**What is asked**
Please revise the part of the listing that opens with the line containing "Where can you find the groom's waistcoat" and closes at the end of the listing, changing "overcast sky" to "cloudy sky" and leaving everything else unchanged. Return only that part.

**Records shown**
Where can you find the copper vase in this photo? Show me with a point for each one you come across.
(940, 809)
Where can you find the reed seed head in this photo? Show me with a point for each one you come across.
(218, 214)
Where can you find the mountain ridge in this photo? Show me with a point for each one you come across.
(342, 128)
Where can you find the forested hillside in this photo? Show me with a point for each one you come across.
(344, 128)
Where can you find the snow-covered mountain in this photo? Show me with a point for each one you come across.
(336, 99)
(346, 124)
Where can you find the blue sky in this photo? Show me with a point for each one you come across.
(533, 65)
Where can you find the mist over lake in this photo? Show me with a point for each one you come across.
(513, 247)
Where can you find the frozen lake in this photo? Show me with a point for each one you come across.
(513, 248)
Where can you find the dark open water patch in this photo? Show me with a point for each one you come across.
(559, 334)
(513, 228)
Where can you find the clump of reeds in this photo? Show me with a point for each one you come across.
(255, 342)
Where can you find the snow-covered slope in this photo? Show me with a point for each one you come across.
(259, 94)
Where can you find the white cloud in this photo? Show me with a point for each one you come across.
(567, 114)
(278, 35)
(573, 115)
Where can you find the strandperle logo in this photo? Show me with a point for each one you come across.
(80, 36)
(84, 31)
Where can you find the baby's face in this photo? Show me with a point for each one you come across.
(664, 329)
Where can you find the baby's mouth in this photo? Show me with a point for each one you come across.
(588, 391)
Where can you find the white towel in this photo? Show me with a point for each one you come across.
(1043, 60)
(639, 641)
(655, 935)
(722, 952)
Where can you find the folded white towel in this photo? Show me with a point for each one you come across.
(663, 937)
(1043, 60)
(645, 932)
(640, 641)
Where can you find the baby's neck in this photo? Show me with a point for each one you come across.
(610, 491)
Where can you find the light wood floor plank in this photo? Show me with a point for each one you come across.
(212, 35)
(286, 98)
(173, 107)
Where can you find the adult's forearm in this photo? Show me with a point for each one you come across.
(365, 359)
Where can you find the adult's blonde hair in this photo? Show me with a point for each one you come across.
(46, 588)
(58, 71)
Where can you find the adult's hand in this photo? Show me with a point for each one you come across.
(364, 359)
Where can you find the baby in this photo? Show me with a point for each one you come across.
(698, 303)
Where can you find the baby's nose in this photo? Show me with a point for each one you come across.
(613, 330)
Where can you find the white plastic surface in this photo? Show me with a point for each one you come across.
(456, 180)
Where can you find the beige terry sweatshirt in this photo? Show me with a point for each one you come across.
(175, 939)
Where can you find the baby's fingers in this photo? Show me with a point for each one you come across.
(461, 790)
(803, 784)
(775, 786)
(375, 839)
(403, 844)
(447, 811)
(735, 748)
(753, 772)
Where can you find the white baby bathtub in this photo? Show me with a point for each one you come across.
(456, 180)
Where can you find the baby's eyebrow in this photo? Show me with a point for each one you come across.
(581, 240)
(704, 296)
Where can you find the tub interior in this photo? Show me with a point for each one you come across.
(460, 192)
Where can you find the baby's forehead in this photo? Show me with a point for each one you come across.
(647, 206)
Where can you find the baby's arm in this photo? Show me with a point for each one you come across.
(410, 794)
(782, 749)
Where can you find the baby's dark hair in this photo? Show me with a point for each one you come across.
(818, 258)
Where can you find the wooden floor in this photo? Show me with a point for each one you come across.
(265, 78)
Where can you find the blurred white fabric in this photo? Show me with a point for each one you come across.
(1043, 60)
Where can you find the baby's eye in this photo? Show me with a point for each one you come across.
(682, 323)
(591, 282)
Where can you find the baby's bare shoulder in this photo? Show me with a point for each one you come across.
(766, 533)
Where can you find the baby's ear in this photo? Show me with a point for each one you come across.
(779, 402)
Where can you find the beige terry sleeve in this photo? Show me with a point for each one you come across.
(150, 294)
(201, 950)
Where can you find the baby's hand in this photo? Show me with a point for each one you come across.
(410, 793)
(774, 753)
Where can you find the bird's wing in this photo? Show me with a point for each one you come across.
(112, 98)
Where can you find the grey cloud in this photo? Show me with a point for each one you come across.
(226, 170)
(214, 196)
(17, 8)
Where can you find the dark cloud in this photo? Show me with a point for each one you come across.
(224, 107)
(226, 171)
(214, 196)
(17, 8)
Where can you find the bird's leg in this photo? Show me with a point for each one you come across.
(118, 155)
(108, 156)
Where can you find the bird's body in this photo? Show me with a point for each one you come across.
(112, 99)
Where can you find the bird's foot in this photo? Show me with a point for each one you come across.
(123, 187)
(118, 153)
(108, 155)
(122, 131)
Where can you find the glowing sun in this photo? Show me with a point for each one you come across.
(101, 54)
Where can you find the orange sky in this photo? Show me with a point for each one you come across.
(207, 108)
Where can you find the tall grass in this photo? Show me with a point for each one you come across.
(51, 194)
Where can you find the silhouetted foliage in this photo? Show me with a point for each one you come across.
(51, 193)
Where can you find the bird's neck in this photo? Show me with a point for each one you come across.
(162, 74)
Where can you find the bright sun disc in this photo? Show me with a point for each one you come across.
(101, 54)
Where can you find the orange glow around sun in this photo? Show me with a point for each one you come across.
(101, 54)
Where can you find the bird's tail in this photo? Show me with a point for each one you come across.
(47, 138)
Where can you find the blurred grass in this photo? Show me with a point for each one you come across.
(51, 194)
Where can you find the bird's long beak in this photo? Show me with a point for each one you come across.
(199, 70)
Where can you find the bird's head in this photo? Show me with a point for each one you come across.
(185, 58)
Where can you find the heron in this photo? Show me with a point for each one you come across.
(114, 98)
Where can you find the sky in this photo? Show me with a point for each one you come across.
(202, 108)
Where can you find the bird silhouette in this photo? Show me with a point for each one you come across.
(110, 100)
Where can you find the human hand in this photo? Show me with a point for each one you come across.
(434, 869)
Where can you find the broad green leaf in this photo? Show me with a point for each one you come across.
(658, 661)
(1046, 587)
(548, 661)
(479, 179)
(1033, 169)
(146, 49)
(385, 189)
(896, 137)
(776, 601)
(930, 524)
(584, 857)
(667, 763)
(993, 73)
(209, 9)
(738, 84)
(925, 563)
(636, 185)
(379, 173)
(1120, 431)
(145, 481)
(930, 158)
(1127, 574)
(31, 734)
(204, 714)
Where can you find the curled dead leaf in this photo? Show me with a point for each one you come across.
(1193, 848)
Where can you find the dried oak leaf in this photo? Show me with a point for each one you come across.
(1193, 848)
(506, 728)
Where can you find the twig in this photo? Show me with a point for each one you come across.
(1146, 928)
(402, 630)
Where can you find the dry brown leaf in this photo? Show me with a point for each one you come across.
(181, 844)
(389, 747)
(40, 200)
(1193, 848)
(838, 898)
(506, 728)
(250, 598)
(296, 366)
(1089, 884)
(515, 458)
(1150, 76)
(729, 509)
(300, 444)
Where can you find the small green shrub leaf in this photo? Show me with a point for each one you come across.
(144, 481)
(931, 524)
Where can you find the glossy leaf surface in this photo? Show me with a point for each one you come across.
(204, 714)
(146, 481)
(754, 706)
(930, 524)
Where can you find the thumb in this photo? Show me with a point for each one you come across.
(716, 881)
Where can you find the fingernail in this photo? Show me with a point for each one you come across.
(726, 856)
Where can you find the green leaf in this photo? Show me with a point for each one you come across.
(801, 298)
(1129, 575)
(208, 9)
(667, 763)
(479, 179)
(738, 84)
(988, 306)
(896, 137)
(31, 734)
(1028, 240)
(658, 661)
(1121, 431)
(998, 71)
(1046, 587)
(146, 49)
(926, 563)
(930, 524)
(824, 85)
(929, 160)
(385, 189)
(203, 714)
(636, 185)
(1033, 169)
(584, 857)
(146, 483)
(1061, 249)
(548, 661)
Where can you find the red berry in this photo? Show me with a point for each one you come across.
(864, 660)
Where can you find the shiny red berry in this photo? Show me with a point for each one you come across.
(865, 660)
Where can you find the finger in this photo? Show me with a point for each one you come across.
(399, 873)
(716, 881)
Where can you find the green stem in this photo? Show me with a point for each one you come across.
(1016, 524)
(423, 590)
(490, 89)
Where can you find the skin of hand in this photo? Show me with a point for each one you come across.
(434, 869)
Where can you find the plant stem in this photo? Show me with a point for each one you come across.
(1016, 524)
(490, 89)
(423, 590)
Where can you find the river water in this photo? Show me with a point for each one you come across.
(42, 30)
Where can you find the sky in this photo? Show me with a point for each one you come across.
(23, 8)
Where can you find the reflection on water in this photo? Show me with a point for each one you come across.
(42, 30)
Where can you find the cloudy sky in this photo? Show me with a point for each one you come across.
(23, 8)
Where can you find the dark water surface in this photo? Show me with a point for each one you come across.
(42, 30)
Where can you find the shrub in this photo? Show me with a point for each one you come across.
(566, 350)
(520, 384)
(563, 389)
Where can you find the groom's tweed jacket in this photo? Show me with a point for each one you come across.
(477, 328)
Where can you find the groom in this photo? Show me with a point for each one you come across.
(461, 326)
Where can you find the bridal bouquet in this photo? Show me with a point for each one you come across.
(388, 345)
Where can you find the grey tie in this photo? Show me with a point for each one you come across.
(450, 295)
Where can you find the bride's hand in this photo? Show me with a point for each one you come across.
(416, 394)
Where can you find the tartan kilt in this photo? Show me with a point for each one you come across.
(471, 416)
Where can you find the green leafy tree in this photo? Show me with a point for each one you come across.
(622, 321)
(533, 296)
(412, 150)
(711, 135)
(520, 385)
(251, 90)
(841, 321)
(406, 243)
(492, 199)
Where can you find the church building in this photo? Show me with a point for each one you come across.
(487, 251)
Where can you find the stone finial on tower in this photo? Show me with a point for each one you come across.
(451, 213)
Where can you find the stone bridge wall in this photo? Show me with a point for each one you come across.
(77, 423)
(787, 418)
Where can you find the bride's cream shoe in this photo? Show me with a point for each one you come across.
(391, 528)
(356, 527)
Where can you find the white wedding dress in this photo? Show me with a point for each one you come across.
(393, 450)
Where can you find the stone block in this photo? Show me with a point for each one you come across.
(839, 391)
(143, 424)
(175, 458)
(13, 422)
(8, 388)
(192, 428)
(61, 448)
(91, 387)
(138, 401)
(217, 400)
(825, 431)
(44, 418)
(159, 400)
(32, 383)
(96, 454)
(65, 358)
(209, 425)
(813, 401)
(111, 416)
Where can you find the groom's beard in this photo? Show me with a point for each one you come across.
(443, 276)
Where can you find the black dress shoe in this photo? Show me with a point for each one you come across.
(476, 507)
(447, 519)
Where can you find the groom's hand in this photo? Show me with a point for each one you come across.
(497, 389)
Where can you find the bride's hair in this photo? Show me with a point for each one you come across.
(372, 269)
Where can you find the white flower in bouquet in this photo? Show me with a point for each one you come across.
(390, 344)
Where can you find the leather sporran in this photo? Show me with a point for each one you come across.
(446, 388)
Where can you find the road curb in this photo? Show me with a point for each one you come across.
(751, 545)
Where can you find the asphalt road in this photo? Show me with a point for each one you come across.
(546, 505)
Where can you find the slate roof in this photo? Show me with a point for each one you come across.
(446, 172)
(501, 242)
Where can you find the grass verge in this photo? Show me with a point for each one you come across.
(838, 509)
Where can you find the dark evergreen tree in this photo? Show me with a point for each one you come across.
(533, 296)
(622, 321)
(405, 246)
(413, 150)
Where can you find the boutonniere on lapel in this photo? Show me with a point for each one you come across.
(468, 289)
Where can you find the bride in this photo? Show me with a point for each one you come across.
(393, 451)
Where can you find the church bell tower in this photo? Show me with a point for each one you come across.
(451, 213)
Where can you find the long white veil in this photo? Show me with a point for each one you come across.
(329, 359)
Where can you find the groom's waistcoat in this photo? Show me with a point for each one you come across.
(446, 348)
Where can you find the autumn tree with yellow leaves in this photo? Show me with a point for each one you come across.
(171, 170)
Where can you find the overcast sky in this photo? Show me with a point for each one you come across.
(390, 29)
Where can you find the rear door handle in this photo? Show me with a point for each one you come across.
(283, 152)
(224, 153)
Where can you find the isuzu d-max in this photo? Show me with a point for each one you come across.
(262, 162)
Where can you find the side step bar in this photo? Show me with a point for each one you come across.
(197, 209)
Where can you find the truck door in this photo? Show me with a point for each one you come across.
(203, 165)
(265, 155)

**Result of this task**
Where can you find the groom's waistcoat in this photo? Show me with a point for each one you come across.
(446, 348)
Where can you find the autumn tree with yellow leaves in this photo? Show me with a point for each one you come across.
(171, 170)
Where can you find the cloudy sky in this photo? Show me with a point for each one you come across.
(390, 29)
Where can you find the rear door handle in this photo? Show me with a point for each one you come across.
(283, 152)
(224, 153)
Where can you find the isuzu d-max in this photo? Show me with a point for each one you come across.
(262, 162)
Where can you find the side step bar in this photo? Show me with a point for each one you come across.
(197, 209)
Where can you find the truck door in this photo? Show me with a point for each one you come across.
(203, 165)
(265, 155)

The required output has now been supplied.